◆ Description of the task
According to the pitching text, what range do all OLR ratings fall within?

◆ Selected text
● ● ● ●

At it’s core OLR is about comparing the rate at which a pitcher throws a pitch in it’s optimal location (Four-seam fastballs up, sinkers, breaking balls and offspeed pitches down) inside the strikezone and the total rate at which they throw the pitch in that optimal location as a whole. We’ll dive into the specifics of each pitch in the coming weeks but overall every pitch showed a strong connection between this ratio and pitch success. To define a few variables for notation purposes before we get started:
IZ% – % of the pitch that is thrown in the zone in it’s optimal location according to Statcast
OUT% – % of the pitch that is thrown out of the zone in it’s optimal location according to Statcast
TOTAL% – IZ% + OUT%
and the formula for Optimal Location Ratio is:
OLR – (IZ% / TOTAL%)/100
Since the ratio is calculated by dividing a portion by the whole, all OLR ratings are between 0 and 1 regardless of pitch type. The point of this is two fold. The first part is that if all the ratios are kept on the same scale they retain some semblance of normalization which makes it easier to compare across pitches and hopefully some day create an overall ratio for a pitcher’s entire pitch mix. The second reason has to do with IZ%. While there was some difference from pitch to pitch regarding what OUT% was most common amongst successful pitchers there was a consistent theme that showed up across every single pitch. There was a huge separation between the IZ% of pitchers with positive pVAL pitches and the negative pitches. This told me that in the construction of OLR’s structure I wanted to give more weight to IZ%. Since it is IZ%/TOTAL%, the higher the ratio is the greater percentage of their total pitches in that optimal area for that pitch that is made up of pitches in the zone. This allows you to draw two conclusions immediately from the ratio. Do they throw a high percentage of that pitch in the zone in it’s optimal location? AND Does IZ% make up a large chunk of the total pitches they throw in the optimal location for that pitch? That gives us more information to draw conclusions from than just IZ% on it’s own. It is important to note that OLR is not a catch all statistic for determining pitch success. You can’t look just at OLR and say “This is why that pitch is successful or not.” but as you will see throughout the pieces that follow this primer, we will see just how strong the connection is between OLR and pitch success and how it affects that pitch’s chance of success. It can help be a major piece of the puzzle of determining why a pitch is experiencing success (or not), lay out a path for pitch improvement, AND help predict/evaluate potential breakouts. It can tell us whether a pitch’s success is likely to continue or if it’s the result of noise and randomness. There is so much potential for how OLR can help us evaluate pitchers, hitters, catchers and really every aspect of the game of baseball.

● ● ● ●

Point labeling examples
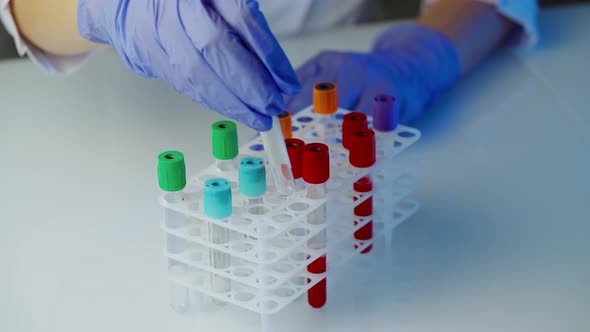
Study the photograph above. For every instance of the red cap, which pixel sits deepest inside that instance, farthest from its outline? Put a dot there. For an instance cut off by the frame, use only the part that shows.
(316, 163)
(362, 148)
(352, 122)
(295, 150)
(363, 185)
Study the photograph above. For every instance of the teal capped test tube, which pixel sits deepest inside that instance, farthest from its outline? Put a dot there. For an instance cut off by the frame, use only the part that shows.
(252, 182)
(218, 206)
(172, 180)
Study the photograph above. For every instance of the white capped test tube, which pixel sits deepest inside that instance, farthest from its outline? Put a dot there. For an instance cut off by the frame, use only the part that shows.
(325, 104)
(218, 205)
(316, 172)
(278, 160)
(172, 180)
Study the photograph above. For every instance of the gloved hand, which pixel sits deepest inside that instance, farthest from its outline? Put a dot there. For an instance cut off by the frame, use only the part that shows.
(220, 53)
(412, 62)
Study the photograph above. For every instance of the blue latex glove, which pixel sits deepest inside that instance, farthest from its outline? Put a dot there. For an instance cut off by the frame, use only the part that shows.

● ● ● ●

◆ Written response
All OLR ratings are between 0 and 1, regardless of pitch type.